Task material:
* BEGIN *
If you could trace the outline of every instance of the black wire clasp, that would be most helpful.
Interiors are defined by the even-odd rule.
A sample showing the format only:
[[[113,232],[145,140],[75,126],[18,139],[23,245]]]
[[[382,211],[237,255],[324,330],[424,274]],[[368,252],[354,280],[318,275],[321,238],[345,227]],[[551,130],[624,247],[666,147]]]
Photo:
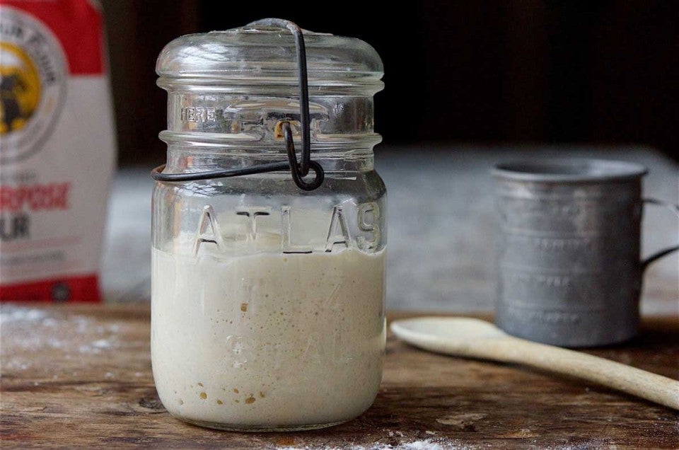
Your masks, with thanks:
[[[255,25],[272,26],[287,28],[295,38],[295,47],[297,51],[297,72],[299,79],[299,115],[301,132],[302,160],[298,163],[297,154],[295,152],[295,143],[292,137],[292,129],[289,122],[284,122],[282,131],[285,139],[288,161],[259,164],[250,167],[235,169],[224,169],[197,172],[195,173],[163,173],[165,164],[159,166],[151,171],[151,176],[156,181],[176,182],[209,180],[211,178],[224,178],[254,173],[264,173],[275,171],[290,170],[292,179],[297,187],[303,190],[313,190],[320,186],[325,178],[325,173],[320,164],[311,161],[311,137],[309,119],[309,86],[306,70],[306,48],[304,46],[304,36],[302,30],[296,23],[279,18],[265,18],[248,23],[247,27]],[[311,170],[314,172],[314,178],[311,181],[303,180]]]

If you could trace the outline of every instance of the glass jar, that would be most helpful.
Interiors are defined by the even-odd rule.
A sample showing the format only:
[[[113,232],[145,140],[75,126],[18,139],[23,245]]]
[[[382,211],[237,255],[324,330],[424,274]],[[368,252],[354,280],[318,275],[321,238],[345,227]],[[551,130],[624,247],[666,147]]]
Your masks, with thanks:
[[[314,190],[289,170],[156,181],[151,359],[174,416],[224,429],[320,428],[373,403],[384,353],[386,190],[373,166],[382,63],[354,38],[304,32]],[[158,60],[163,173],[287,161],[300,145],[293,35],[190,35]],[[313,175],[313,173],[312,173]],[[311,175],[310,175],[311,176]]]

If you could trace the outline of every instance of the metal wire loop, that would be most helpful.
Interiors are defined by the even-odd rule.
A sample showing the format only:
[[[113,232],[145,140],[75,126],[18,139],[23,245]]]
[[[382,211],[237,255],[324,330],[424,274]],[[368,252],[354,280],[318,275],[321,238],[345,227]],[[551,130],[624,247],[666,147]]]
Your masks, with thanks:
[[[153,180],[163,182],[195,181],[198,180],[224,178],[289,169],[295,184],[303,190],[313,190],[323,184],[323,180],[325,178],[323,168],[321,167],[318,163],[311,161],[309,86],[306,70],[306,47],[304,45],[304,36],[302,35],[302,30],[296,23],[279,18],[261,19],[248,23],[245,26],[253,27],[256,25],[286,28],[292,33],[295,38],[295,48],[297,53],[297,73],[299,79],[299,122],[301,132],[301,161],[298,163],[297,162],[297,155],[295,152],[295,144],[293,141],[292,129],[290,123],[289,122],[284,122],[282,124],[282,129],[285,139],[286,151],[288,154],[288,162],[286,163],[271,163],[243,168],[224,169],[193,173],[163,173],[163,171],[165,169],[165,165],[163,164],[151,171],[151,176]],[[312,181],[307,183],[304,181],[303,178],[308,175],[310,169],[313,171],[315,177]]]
* END *
Work to do:
Copy out every one of the records above word for word, but leave out the picture.

Solution below:
If you could trace the outline of every instance of the black wire clasp, that would be most helpful.
Interiors are defined by the even-odd rule.
A sample showing the format only:
[[[113,232],[145,140],[75,126],[18,139],[23,245]]]
[[[382,211],[237,255],[324,330],[424,274]],[[368,252],[354,280],[318,275],[321,238],[345,227]],[[551,130],[624,247],[666,147]]]
Photo:
Your masks, with thanks:
[[[255,25],[272,26],[287,28],[295,38],[295,47],[297,51],[297,72],[299,79],[299,115],[301,132],[302,160],[298,163],[297,154],[295,152],[295,143],[292,137],[292,129],[289,122],[284,122],[282,131],[285,139],[288,161],[259,164],[250,167],[235,169],[224,169],[197,172],[195,173],[163,173],[165,164],[159,166],[151,171],[151,176],[156,181],[176,182],[209,180],[211,178],[224,178],[254,173],[264,173],[275,171],[290,170],[292,179],[297,187],[303,190],[313,190],[320,186],[325,178],[325,173],[320,164],[311,161],[311,137],[309,119],[309,86],[306,70],[306,48],[304,46],[304,36],[302,30],[296,23],[279,18],[265,18],[248,23],[247,27]],[[311,170],[314,172],[314,178],[311,181],[303,180]]]

If you could trace the outline of every instance of the glass jar, that would be most helpful.
Interiors are defined by the even-odd rule.
A sample showing the format only:
[[[113,232],[145,140],[75,126],[18,139],[23,245]]]
[[[382,211],[237,255],[324,330],[424,274]],[[368,252],[354,280],[318,275],[321,238],[345,227]],[[551,130],[624,247],[666,147]]]
Your masks, with thanks:
[[[314,190],[289,170],[156,181],[151,359],[174,416],[224,429],[320,428],[373,403],[384,353],[386,190],[373,166],[382,63],[354,38],[304,32]],[[158,60],[163,173],[287,161],[300,145],[293,35],[190,35]],[[313,175],[313,173],[312,173]],[[311,175],[310,175],[311,176]]]

If you could trace the outline of every instance of the metal wire loop, that would be most helpful.
Interiors are defined by the even-odd rule.
A sample showing the format only:
[[[113,232],[145,140],[75,126],[18,139],[23,245]]]
[[[382,211],[237,255],[324,330],[424,274]],[[368,252],[354,280],[318,275],[321,238],[345,227]],[[551,130],[624,247],[666,147]]]
Your masks, with thanks:
[[[153,180],[163,182],[195,181],[198,180],[224,178],[289,169],[295,184],[303,190],[313,190],[323,184],[323,180],[325,178],[323,168],[321,167],[318,163],[311,161],[309,86],[306,70],[306,47],[304,45],[304,36],[302,35],[302,30],[296,23],[279,18],[261,19],[248,23],[245,26],[253,27],[256,25],[286,28],[292,33],[295,38],[295,48],[297,53],[297,73],[299,79],[299,122],[301,132],[301,161],[298,163],[297,162],[297,155],[295,152],[295,144],[293,141],[292,129],[290,123],[289,122],[284,122],[282,124],[282,129],[285,139],[286,151],[288,154],[288,162],[286,163],[271,163],[243,168],[224,169],[193,173],[163,173],[163,171],[165,169],[165,165],[163,164],[151,171],[151,176]],[[312,181],[307,183],[304,181],[303,178],[308,175],[310,169],[313,171],[315,177]]]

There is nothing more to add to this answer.